**WRITTEN EXERCISE**
Exactly reproduce the lines from the line that has "Task: set a point on the second" down to the last line of the entries, inclusive.

**EXTRACTED ENTRIES**
■ ■ ■

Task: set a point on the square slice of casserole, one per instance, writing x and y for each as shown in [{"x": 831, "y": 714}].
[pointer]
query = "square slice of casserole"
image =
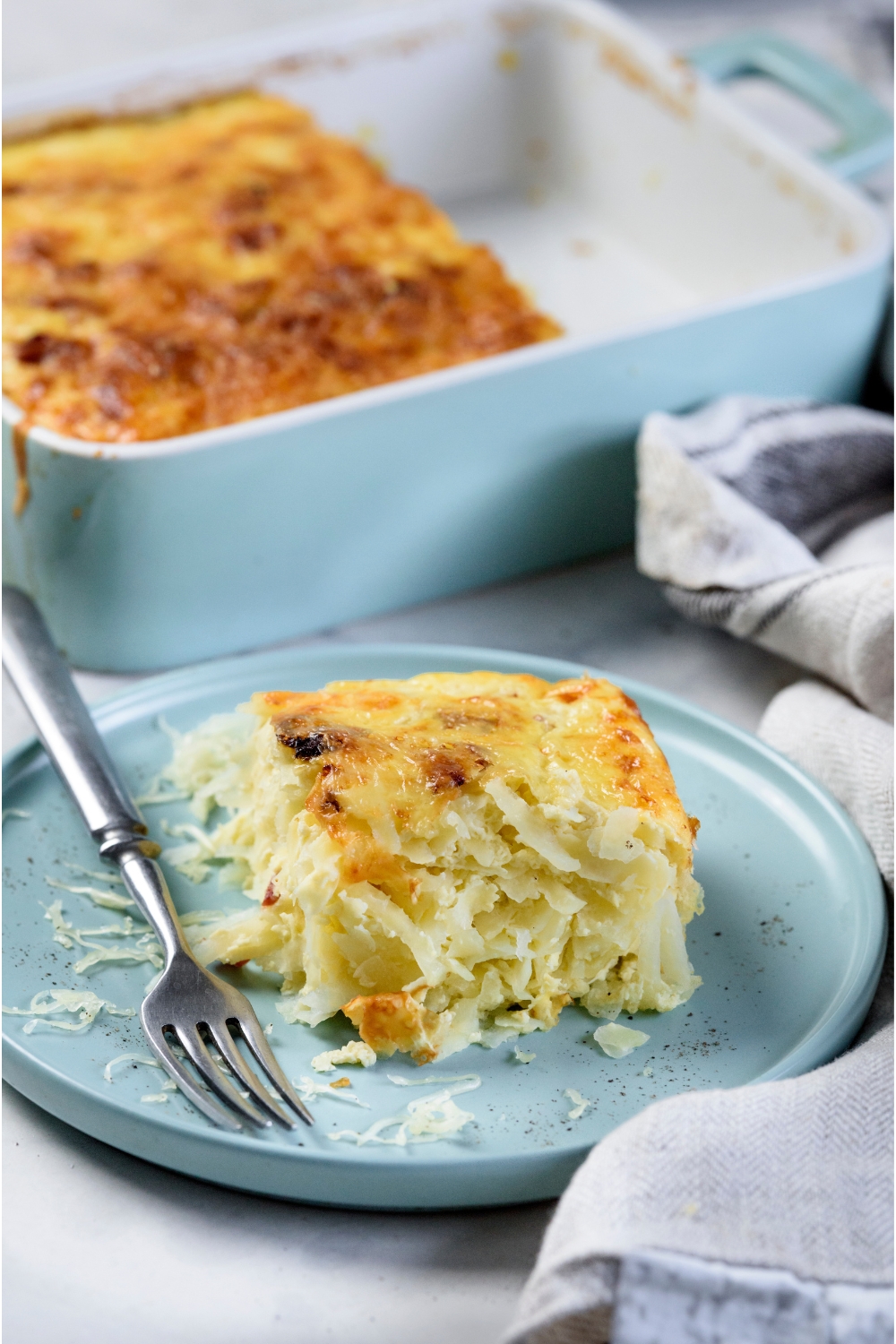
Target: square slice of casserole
[
  {"x": 171, "y": 273},
  {"x": 447, "y": 859}
]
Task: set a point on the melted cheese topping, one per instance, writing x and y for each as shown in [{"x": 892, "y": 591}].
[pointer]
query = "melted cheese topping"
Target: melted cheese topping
[
  {"x": 452, "y": 857},
  {"x": 172, "y": 273}
]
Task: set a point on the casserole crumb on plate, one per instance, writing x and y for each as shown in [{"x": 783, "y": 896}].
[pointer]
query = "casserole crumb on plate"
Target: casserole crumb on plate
[{"x": 172, "y": 273}]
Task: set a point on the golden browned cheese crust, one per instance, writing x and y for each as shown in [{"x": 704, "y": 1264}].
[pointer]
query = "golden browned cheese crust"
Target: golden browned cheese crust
[
  {"x": 389, "y": 757},
  {"x": 411, "y": 746},
  {"x": 169, "y": 274}
]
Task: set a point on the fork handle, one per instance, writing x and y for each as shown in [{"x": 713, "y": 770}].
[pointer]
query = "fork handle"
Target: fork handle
[
  {"x": 70, "y": 739},
  {"x": 64, "y": 725}
]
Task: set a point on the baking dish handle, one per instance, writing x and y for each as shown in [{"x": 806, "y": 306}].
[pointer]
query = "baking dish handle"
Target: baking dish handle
[{"x": 866, "y": 129}]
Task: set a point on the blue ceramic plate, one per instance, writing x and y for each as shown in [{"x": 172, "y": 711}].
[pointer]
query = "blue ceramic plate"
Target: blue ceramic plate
[{"x": 790, "y": 949}]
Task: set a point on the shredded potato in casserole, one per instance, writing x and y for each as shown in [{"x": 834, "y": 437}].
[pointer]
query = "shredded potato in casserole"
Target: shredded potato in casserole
[{"x": 447, "y": 859}]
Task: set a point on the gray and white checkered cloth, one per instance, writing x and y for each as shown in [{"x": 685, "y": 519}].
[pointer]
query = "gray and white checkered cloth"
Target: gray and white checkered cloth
[{"x": 759, "y": 1215}]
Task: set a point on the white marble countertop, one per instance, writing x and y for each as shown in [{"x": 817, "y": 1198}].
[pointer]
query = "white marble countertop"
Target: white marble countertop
[{"x": 102, "y": 1247}]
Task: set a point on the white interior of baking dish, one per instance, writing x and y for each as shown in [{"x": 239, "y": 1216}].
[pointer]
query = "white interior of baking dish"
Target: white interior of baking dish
[{"x": 616, "y": 187}]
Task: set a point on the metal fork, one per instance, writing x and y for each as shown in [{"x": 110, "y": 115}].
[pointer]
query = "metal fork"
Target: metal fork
[{"x": 188, "y": 1004}]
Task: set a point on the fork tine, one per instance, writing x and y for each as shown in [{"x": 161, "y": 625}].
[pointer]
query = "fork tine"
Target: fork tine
[
  {"x": 254, "y": 1038},
  {"x": 247, "y": 1078},
  {"x": 187, "y": 1083},
  {"x": 209, "y": 1070}
]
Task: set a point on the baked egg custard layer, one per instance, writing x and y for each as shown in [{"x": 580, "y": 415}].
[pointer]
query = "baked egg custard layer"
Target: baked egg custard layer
[
  {"x": 171, "y": 273},
  {"x": 447, "y": 859}
]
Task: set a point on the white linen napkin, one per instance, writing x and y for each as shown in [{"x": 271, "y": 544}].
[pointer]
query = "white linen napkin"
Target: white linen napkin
[{"x": 759, "y": 1215}]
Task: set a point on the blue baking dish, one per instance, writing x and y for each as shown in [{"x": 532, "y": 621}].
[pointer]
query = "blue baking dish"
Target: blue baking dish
[{"x": 686, "y": 252}]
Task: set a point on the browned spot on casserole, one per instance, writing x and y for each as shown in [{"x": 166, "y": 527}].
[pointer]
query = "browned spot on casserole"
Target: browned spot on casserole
[{"x": 226, "y": 261}]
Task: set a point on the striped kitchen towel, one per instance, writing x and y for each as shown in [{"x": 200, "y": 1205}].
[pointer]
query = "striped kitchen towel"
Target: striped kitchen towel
[
  {"x": 772, "y": 521},
  {"x": 763, "y": 1214}
]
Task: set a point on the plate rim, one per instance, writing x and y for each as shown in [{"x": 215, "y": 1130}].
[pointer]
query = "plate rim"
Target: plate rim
[{"x": 826, "y": 1037}]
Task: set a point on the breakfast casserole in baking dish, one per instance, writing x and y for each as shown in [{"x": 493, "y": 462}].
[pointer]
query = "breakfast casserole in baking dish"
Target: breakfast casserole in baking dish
[
  {"x": 177, "y": 271},
  {"x": 447, "y": 859}
]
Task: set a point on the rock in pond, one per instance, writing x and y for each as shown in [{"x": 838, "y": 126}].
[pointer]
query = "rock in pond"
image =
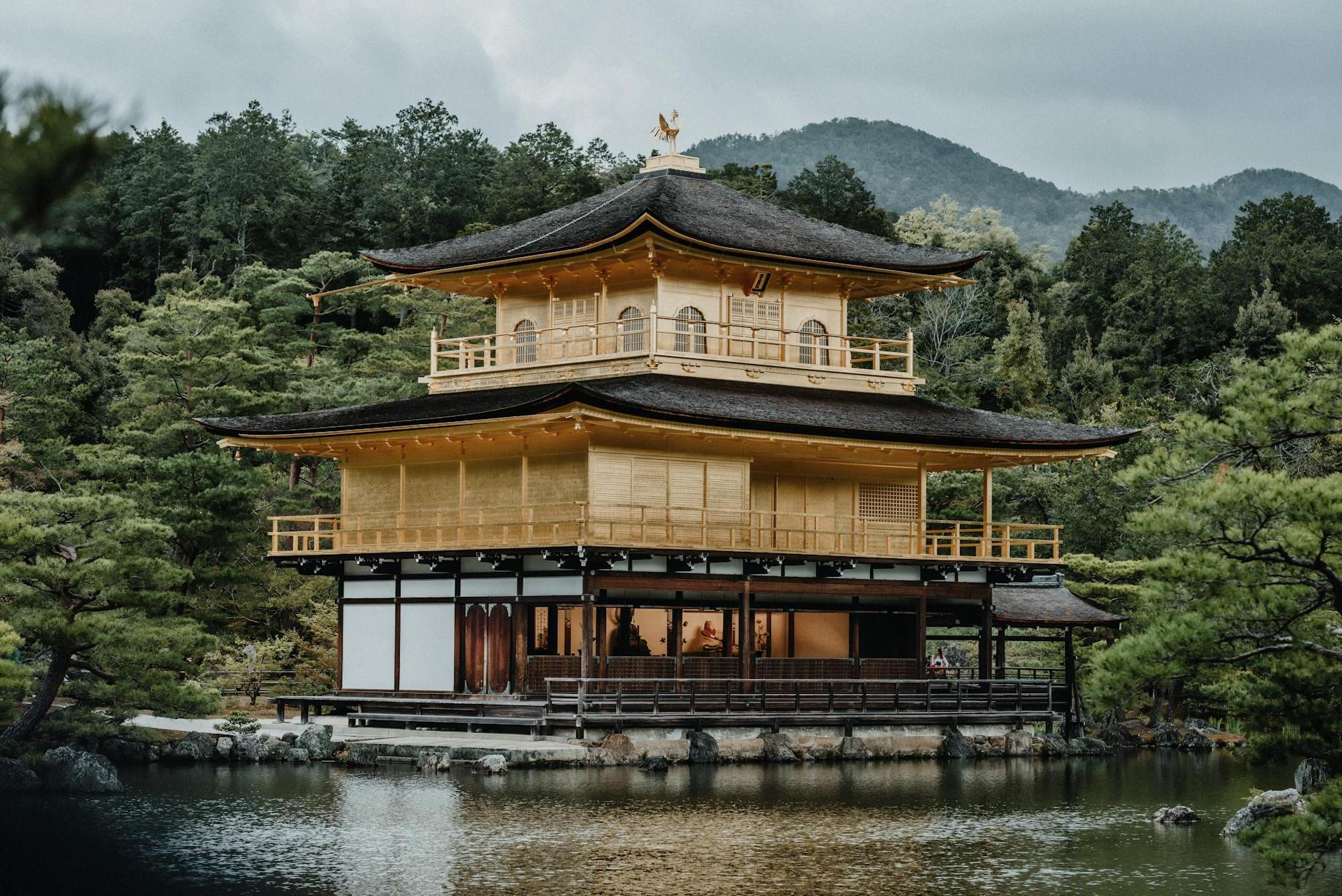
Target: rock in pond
[
  {"x": 358, "y": 754},
  {"x": 1195, "y": 740},
  {"x": 128, "y": 752},
  {"x": 250, "y": 749},
  {"x": 777, "y": 747},
  {"x": 1266, "y": 805},
  {"x": 76, "y": 770},
  {"x": 15, "y": 775},
  {"x": 957, "y": 746},
  {"x": 434, "y": 762},
  {"x": 1176, "y": 816},
  {"x": 317, "y": 741},
  {"x": 196, "y": 746},
  {"x": 492, "y": 765},
  {"x": 617, "y": 750},
  {"x": 1052, "y": 745},
  {"x": 1166, "y": 735},
  {"x": 1311, "y": 774},
  {"x": 704, "y": 747}
]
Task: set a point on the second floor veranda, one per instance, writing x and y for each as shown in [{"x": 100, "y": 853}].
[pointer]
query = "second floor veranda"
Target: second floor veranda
[
  {"x": 687, "y": 337},
  {"x": 660, "y": 528}
]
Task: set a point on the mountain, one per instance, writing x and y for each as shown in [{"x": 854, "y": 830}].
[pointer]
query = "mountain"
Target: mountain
[{"x": 905, "y": 168}]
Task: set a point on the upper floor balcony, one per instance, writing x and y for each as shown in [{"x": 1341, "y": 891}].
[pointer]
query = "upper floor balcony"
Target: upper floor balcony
[
  {"x": 685, "y": 343},
  {"x": 660, "y": 528}
]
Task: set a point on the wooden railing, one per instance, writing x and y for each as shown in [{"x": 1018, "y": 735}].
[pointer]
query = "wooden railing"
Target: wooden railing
[
  {"x": 662, "y": 528},
  {"x": 654, "y": 336},
  {"x": 616, "y": 699}
]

■ ■ ■

**EXERCISE SOLUTION**
Task: set a point on the second floor veranda, one per instance, writing x and y for each as shown in [{"x": 100, "y": 853}].
[pointer]
query = "second floor veranda"
Target: second floor veranda
[
  {"x": 687, "y": 337},
  {"x": 660, "y": 528}
]
Task: set a point on the mountain, one per instance, writing x and y for each as shown in [{"x": 854, "y": 830}].
[pointer]
query = "mountain"
Target: mountain
[{"x": 905, "y": 168}]
Task: set a point on the upper floor balcony, one per instance, writing x and y for each as shown in [{"x": 1341, "y": 891}].
[pointer]
query = "upper floor balcony"
Target: upper floor balcony
[
  {"x": 685, "y": 343},
  {"x": 660, "y": 528}
]
Task: set a point on the wooden railing, one per instance, writing x and y for each as shown in [{"x": 1018, "y": 735}].
[pointer]
query = "wooden railing"
Target: wooden railing
[
  {"x": 662, "y": 528},
  {"x": 654, "y": 336},
  {"x": 616, "y": 699}
]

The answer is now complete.